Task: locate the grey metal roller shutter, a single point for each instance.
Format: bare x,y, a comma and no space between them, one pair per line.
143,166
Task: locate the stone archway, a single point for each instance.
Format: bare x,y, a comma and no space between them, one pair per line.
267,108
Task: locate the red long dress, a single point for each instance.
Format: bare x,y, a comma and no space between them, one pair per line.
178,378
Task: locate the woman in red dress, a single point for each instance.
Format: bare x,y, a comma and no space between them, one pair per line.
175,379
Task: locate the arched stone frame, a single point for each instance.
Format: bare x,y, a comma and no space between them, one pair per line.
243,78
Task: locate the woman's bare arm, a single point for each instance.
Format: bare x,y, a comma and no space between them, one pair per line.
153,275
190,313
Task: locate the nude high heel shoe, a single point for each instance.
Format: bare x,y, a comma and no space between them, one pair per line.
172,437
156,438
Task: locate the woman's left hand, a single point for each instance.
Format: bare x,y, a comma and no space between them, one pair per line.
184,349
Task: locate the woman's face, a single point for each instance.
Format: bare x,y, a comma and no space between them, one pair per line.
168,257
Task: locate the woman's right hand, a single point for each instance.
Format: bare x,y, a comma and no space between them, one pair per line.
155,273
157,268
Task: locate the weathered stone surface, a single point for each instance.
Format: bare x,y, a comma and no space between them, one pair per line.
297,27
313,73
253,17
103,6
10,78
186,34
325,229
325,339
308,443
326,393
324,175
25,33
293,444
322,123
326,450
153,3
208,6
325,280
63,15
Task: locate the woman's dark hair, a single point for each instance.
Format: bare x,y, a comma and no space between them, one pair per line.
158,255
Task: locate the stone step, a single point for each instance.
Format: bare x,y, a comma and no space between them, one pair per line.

- - -

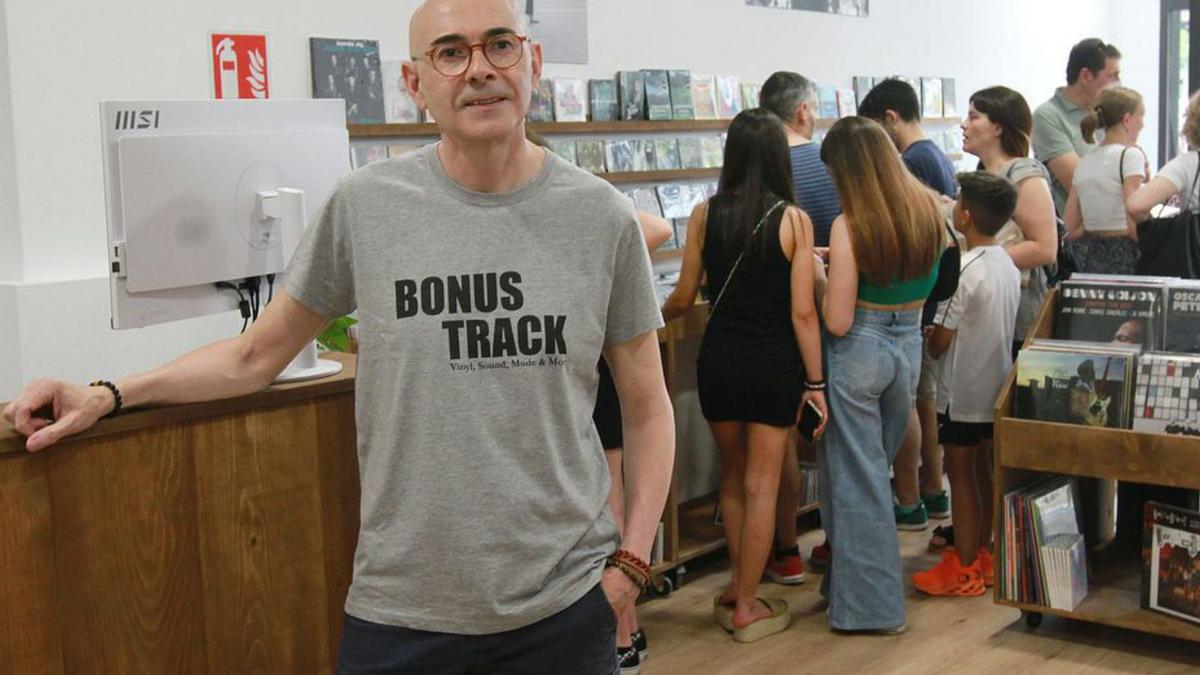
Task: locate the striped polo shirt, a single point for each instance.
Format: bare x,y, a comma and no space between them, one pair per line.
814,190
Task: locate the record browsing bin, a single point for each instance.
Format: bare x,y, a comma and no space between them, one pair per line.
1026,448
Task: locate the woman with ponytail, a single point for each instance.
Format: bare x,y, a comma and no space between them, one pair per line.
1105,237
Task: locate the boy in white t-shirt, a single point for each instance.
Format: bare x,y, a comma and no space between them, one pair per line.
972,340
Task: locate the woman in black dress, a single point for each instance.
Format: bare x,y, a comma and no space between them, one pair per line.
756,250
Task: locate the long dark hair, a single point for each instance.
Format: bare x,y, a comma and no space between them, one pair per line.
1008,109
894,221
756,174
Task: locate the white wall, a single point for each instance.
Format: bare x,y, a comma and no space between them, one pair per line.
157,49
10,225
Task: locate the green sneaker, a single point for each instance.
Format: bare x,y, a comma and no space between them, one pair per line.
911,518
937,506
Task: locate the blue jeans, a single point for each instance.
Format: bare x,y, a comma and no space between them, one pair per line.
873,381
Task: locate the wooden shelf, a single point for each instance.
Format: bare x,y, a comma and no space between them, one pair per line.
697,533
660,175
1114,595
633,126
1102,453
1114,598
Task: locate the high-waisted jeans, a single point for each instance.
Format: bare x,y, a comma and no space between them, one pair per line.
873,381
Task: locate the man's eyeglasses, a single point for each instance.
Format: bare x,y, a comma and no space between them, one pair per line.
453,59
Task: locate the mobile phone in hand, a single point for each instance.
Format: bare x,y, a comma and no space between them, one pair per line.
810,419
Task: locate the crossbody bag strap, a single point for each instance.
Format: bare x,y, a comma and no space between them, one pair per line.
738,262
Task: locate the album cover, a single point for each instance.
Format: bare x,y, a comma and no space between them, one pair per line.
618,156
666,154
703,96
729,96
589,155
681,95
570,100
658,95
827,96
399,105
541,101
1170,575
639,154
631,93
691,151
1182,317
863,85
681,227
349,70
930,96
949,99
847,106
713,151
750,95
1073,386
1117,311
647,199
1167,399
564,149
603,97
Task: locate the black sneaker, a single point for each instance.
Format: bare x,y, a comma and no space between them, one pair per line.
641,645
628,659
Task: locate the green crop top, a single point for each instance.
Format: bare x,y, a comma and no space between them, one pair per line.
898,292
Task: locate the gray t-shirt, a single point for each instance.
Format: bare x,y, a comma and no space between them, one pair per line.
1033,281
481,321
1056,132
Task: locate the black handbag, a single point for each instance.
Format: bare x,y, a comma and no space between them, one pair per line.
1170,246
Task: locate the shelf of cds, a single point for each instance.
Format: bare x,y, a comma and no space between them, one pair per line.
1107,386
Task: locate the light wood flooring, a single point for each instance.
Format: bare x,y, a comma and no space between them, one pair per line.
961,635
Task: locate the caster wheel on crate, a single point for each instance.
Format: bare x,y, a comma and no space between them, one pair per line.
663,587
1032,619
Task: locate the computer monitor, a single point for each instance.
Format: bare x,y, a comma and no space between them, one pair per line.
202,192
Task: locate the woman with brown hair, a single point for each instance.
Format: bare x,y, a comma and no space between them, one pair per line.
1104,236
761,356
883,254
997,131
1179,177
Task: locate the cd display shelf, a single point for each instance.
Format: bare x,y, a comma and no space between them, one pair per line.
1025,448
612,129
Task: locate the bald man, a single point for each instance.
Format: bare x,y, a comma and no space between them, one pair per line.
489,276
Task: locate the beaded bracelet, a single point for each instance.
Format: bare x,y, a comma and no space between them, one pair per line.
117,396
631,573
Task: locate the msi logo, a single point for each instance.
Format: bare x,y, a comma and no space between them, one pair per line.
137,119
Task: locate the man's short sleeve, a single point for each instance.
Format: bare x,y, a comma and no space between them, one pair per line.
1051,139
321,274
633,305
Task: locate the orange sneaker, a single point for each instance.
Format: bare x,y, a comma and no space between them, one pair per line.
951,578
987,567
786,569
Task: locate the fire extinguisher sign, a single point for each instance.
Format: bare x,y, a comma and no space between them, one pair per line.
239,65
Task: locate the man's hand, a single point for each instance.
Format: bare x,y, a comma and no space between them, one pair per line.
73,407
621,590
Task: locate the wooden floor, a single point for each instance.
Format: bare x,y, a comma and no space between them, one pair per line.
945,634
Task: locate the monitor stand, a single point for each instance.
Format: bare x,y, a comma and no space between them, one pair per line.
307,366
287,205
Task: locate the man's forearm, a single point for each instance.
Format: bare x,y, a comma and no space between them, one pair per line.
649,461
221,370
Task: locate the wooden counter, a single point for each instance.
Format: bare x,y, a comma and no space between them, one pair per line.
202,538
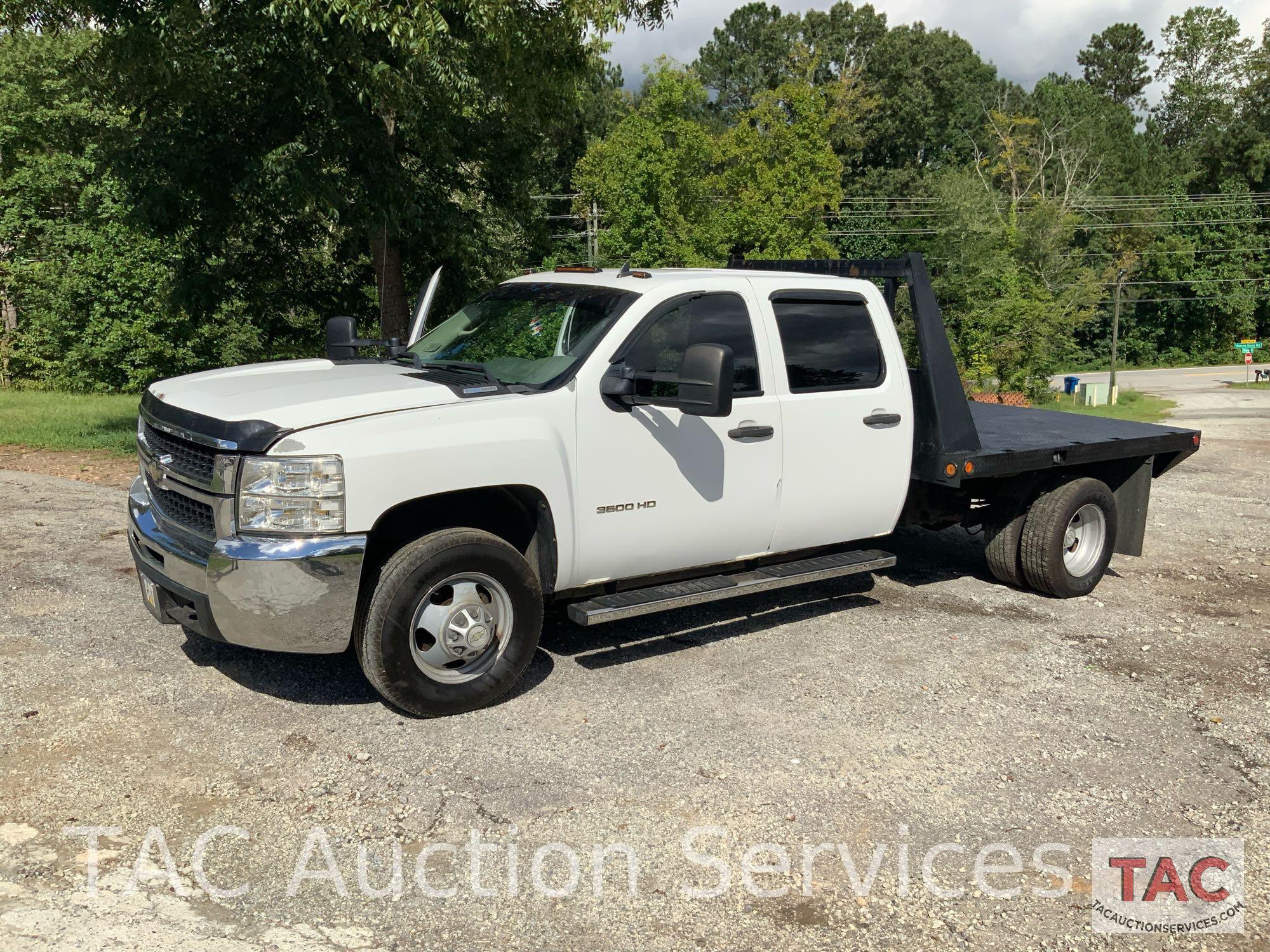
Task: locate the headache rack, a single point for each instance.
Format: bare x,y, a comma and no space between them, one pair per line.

- - -

TO DO
Find every line in the data above that contains the string "high", treating uppercase and lowercase as different, and copy each such line in full.

EXERCISE RESULT
Task: locate the nude high heel shoe, a single point for each instance.
Task: locate the high-waisted jeans, a single point for each instance.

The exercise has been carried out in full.